What is needed here is an exact printout of the data, with no pictures included.
BEGIN
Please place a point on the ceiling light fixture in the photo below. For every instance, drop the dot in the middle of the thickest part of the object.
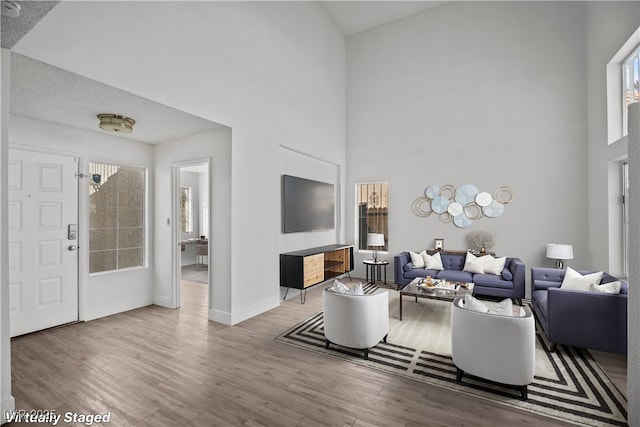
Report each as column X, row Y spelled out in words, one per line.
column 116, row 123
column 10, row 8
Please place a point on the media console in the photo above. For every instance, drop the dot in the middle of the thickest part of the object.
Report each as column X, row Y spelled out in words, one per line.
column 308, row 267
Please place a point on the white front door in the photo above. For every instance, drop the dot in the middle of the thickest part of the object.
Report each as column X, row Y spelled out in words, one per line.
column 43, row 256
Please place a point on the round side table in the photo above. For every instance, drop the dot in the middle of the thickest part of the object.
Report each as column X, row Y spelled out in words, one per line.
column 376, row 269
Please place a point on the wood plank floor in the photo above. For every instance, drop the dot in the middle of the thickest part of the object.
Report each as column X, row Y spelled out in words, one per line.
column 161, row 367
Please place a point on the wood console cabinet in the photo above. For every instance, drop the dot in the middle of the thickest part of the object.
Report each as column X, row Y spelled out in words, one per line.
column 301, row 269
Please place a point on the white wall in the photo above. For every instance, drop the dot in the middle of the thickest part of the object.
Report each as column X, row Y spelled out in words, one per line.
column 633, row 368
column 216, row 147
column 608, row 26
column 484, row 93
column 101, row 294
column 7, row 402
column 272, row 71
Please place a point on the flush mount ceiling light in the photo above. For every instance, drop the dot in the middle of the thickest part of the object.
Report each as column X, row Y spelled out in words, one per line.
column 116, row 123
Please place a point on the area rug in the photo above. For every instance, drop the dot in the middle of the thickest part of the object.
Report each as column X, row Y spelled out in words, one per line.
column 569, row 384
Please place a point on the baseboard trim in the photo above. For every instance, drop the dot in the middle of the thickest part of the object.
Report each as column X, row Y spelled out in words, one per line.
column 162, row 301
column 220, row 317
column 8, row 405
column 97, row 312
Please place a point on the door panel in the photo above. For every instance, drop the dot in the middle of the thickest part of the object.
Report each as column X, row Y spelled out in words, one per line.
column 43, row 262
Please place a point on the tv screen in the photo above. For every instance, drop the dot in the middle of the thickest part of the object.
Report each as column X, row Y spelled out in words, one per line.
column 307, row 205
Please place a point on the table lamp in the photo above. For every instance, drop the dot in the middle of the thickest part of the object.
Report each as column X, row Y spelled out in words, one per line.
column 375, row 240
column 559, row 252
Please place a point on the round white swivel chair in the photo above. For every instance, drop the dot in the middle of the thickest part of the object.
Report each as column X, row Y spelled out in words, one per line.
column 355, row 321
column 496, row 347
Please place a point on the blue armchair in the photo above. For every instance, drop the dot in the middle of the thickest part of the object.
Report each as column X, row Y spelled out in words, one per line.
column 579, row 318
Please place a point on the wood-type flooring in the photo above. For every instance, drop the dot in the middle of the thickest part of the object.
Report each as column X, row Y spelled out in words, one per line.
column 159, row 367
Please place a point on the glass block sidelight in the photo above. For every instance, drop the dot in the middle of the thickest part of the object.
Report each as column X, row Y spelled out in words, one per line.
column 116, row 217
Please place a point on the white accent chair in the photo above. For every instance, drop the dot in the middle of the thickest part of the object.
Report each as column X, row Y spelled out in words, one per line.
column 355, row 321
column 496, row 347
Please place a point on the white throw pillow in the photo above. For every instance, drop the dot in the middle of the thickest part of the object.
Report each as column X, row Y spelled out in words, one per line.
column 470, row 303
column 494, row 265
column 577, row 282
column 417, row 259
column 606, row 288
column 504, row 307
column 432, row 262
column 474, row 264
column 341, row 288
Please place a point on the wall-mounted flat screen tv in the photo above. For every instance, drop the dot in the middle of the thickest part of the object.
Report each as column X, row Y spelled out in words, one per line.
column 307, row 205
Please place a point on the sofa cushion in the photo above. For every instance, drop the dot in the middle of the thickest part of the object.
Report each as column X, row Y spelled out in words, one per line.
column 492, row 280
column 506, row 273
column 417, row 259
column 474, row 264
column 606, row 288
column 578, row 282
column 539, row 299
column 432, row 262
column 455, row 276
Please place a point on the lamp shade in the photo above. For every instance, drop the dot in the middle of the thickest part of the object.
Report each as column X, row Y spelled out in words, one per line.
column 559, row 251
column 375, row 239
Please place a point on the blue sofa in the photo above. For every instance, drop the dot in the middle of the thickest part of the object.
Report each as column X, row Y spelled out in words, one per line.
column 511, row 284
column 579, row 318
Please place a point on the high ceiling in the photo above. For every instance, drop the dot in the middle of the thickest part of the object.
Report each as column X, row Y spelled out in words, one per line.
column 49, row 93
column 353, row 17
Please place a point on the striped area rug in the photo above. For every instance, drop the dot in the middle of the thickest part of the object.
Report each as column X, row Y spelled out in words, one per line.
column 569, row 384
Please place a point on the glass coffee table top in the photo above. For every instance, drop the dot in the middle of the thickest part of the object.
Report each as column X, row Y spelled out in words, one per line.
END
> [RESPONSE BELOW]
Please place a point on the ceiling light fixture in the photo below. For every instance, drop the dot in the middle of the thickest part of the object.
Report each as column X, row Y spelled out in words, one per line.
column 116, row 123
column 10, row 8
Please place a point on the media console in the photo above. For every instance, drop the dot in the middle of the thickest part of the object.
Report each as column X, row Y spelled out in words, one per line.
column 308, row 267
Please place a point on the white front door in the photo above. For every instance, drop the dot in the middle of the thickest part of the object.
Report each as column X, row Y spelled out in words, one per line.
column 43, row 256
Please place a point on the round side table in the photo above. For every instance, drop the dot in the middle of the thickest part of the object.
Report each as column X, row Y spelled out in words, one per line.
column 376, row 269
Please place a point on the wood plank floor in the photo above. For every instance, drop the dot in the middle of the thickest part of the object.
Report each as column X, row Y spelled out in words, one per line.
column 161, row 367
Please place a point on the wood console cabinet in the photo above. For every instance, drop the dot in the middle of the thickest part of the object.
Report each as column X, row Y spelled out in words, one per line.
column 301, row 269
Please place a point on the white wall in the photo above. For every instance, drop the dot in the middle of the thickest part of the object.
Report each as column X, row Y spelled out in words, one per line.
column 633, row 368
column 216, row 147
column 608, row 26
column 484, row 93
column 101, row 294
column 7, row 402
column 272, row 71
Please place a point on the flush mount ceiling light in the photo above. For every instance, drop the dot in the middle of the thickest part of the object.
Report each as column X, row Y spelled out in words, one per line.
column 116, row 123
Please place a point on the area rug in the photo above. For every instance, drop the dot in the middle of the thickest part of the object.
Report each as column X, row Y spelled out in words, one per line.
column 569, row 384
Please place a point on the baseboard trim in the photo above. For every instance, drop the dot in the middle of the thickest part of the object.
Report each as column X, row Y spelled out in words, one per line.
column 162, row 301
column 220, row 317
column 8, row 405
column 97, row 312
Please place a point on the door panel in the photo above. For every instance, drop the dot in the middle of the thickest part of the object.
Report each as column X, row Y spelled out in words, one per line.
column 43, row 262
Please place a point on the tv screen in the photo above. For every instance, drop the dot in the middle of the thickest part of the object.
Report each as column X, row Y spelled out in words, one per line.
column 307, row 205
Please place a point on the table lamp in the photo above. For every instance, drop the dot in the middle of the thickest part of the object.
Report each as column X, row Y spelled out in words, one per line.
column 375, row 240
column 559, row 252
Please place a point on the round white swivel chair in the photo above. For every instance, drop the dot in the middle of the thickest part of the object.
Report each as column X, row Y spelled out in words, one per line.
column 355, row 321
column 496, row 347
Please place a point on the blue armchair in the photo above. For every instance, drop the dot in the middle of the thickest part of the object.
Report each as column X, row Y spelled out in words, one per line.
column 579, row 318
Please place a point on the wood-type flooring in the photo above. For every instance, drop the dot in the middle of the thickest part of the object.
Report each as column X, row Y spelled out in words, one per line.
column 159, row 367
Please place a point on the glass block sidelight in the photo above. For every instance, drop the dot in the middle of the thickest part of the object.
Report each as column X, row Y spelled out in words, one per line.
column 116, row 217
Please place a point on the white accent chair in the photo above. For every instance, drop the dot in the middle of the thickest part of the object.
Report each as column X, row Y spelled out in words, one per line.
column 355, row 321
column 496, row 347
Please place a point on the white throw pillow in the photo above. For every instance, drop the dot in the middle of the thickest part of the object.
Report each as column X, row Y spelled out in words, one per line.
column 470, row 303
column 494, row 265
column 577, row 282
column 417, row 259
column 606, row 288
column 504, row 307
column 432, row 262
column 474, row 264
column 341, row 288
Please place a point on the wall-mounted flat screen tv in the photo above. For every instance, drop the dot in the middle of the thickest part of the object.
Report each as column X, row Y spelled out in words, one per line.
column 307, row 205
Please place a point on the sofa cushion in the photo above. For every instance, drop the dot in the middle of the thickest part of the object.
Report each as column X, row Y spelled out in words, one per line.
column 492, row 280
column 506, row 273
column 417, row 259
column 474, row 264
column 606, row 288
column 578, row 282
column 539, row 299
column 432, row 262
column 455, row 276
Please place a point on the lamp shade in the photo above. For every instance, drop the dot in the middle of the thickest part of the object.
Report each as column X, row Y spelled out in words, one per line.
column 559, row 251
column 375, row 239
Please place a point on the blue sofa in the photo above. For every instance, drop the dot in the middle of the thickest part of the object.
Report each as column X, row Y spelled out in words, one per line.
column 511, row 284
column 579, row 318
Please place a point on the high ceiling in the photo above. For every instance, drop the dot in the middle of the thickest part of the object.
Report each as column X, row Y spelled out in words, one per line.
column 49, row 93
column 353, row 17
Please place a point on the striped area rug in the photo above. For every instance, drop the dot in the middle of the thickest part of the object.
Report each as column X, row Y spelled out in words, one per line.
column 569, row 384
Please place a point on the glass coffee table top in the photo above. For every instance, drop the dot in the middle of the thickest part of the object.
Report each as column X, row Y spelled out in words, one per line.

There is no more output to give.